--- WHAT NEEDS TO BE DONE ---
Reproduce the lines between the one holding "the tiled floor?" and the one holding "549,69 -> 556,157", inclusive, substituting "plaster wall" for "white wall" and leaving everything else unchanged.

-=-=-

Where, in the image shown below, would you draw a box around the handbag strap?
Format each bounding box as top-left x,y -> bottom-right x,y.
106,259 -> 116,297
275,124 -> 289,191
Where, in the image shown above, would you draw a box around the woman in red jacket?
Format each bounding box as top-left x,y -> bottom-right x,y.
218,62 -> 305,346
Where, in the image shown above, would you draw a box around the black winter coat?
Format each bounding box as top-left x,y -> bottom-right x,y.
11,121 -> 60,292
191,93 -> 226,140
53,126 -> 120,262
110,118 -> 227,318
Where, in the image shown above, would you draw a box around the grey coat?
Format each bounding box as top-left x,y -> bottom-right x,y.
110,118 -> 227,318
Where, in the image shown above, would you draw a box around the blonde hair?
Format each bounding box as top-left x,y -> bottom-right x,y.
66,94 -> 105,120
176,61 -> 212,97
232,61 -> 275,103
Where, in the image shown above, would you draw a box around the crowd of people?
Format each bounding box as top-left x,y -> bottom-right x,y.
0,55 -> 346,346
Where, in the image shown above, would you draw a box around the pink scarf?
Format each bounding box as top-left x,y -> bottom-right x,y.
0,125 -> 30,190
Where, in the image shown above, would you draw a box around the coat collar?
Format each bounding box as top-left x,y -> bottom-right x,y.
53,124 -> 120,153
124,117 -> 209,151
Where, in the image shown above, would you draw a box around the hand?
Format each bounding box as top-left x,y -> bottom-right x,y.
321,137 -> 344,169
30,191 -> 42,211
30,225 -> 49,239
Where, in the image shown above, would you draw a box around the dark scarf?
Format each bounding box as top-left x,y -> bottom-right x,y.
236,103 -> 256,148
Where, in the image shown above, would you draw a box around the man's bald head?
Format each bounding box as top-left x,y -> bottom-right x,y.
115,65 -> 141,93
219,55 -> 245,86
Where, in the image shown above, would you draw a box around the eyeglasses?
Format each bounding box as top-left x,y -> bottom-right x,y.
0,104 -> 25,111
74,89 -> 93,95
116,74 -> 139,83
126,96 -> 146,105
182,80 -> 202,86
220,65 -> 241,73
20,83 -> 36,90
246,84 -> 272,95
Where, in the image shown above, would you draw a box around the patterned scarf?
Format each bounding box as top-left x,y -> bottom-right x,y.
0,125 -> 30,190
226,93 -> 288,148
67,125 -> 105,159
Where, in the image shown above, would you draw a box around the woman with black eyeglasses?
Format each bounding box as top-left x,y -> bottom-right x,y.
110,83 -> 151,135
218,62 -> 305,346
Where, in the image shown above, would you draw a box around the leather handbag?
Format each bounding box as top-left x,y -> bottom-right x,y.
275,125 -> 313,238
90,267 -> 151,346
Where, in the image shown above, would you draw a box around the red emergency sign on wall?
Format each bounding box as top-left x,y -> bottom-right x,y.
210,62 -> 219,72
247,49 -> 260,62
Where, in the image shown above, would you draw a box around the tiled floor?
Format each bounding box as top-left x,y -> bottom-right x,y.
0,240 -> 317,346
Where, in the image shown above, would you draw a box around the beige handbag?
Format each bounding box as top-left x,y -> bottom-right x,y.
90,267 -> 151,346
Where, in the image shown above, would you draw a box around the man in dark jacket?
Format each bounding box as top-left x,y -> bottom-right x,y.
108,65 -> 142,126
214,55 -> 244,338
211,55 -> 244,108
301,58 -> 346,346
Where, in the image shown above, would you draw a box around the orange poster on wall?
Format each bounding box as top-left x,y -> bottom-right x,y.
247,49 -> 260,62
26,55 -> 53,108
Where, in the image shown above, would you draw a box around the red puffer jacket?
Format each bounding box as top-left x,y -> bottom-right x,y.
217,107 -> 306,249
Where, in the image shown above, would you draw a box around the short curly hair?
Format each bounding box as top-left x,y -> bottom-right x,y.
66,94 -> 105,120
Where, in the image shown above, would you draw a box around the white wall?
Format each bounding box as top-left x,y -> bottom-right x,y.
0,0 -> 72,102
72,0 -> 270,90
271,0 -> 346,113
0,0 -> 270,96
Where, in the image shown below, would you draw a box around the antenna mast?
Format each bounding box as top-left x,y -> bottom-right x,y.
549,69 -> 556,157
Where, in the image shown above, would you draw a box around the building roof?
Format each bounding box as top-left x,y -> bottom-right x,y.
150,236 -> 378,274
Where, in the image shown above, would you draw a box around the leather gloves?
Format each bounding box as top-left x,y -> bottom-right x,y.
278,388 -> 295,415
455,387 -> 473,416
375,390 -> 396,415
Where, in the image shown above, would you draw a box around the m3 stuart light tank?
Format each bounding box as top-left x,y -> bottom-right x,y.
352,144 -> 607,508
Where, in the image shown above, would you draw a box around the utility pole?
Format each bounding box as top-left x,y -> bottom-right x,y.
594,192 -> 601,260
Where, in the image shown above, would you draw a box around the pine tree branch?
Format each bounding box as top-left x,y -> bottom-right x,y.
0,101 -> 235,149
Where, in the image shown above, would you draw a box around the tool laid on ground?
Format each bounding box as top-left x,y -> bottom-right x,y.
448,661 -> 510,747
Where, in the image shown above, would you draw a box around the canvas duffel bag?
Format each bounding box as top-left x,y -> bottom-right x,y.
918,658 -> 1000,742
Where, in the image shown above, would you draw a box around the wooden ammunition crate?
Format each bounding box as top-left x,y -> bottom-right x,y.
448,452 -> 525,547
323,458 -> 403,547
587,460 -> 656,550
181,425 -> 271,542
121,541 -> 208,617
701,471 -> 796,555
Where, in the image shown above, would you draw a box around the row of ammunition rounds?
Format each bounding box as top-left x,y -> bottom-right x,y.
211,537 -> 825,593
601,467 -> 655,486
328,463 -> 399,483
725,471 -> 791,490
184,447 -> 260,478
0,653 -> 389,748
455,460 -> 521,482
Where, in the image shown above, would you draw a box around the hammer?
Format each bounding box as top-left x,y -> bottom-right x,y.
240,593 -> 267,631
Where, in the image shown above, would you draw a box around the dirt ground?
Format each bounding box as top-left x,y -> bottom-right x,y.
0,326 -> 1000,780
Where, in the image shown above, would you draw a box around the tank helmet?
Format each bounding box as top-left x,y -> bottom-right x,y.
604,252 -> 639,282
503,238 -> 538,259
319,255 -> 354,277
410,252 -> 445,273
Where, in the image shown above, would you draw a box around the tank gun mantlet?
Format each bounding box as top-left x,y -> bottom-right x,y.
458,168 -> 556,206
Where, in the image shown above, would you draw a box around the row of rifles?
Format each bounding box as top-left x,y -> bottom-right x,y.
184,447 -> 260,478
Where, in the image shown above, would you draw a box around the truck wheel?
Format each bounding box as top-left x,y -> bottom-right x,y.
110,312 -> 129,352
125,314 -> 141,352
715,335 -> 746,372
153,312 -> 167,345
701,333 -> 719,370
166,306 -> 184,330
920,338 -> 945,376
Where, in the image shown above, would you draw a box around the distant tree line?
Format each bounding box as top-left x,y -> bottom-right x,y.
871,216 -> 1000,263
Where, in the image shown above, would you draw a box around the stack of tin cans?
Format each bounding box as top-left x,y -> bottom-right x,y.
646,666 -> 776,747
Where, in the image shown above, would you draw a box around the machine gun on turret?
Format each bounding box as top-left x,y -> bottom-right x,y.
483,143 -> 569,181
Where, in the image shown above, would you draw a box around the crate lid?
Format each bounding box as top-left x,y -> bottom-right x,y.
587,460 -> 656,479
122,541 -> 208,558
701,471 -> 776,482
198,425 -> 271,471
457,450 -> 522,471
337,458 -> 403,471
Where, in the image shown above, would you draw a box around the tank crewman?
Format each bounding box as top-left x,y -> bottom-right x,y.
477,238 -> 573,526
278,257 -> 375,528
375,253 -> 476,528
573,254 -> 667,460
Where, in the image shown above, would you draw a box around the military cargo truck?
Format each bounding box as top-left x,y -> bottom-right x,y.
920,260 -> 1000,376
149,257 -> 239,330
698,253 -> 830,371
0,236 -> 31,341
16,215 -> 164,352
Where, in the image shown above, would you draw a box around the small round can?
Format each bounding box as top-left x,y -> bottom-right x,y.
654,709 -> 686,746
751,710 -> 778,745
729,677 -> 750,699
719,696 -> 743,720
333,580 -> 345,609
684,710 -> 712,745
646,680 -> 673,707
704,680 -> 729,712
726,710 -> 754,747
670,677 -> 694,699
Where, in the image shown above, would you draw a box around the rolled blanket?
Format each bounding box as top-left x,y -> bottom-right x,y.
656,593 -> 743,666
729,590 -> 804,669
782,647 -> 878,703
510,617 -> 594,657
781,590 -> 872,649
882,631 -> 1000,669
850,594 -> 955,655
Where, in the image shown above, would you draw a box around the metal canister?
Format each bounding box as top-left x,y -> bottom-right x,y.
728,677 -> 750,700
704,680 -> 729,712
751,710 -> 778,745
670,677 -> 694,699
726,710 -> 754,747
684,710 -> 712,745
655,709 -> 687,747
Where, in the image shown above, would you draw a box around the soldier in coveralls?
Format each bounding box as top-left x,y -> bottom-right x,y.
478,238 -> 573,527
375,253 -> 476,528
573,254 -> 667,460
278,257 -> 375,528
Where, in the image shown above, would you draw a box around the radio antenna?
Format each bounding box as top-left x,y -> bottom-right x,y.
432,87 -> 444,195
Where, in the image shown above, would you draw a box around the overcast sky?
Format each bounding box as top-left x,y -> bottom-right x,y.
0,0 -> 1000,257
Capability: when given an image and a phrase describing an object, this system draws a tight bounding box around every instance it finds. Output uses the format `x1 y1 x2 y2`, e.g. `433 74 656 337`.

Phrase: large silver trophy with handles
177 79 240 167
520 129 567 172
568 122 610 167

-=-=-

--- RESULT OF THE EXERCISE ---
Where, in the image shown above, would you draw a box around the tiled floor?
Format each bounding box as top-left x,y -> bottom-right x,y.
0,240 -> 317,346
Where, in the image shown above, would you draw a box around the beige handbag?
Format each bounding box as top-left x,y -> bottom-right x,y.
90,267 -> 151,346
Where, in the image shown above, would you draw a box around the man in dark jacket?
Format each bounding box as top-left x,y -> bottom-right x,y.
108,65 -> 142,126
214,55 -> 244,338
211,55 -> 244,108
301,58 -> 346,346
Where, in the image shown above, would you draw a box around the orange poster on wall?
Format each bounding box as top-left x,y -> bottom-right x,y.
247,49 -> 260,62
26,55 -> 53,108
Where, in the image shown above, would you draw a box around the red puffer jacket?
Format each bounding box as top-left x,y -> bottom-right x,y.
217,107 -> 306,249
Where, in the image shown above, would you draw a box around the short curly hair?
Format each bounding box as top-left x,y -> bottom-right x,y.
66,94 -> 105,120
Where, in the image shown above, would you draw a box around the plaster wall?
Format each bounding box as top-left x,y -> bottom-right x,y.
0,0 -> 72,102
72,0 -> 270,90
271,0 -> 346,113
0,0 -> 270,96
Where, in the image shown below, would you draw a box around the antenna mast?
Format each bounding box as top-left x,y -> bottom-right x,y.
549,69 -> 556,157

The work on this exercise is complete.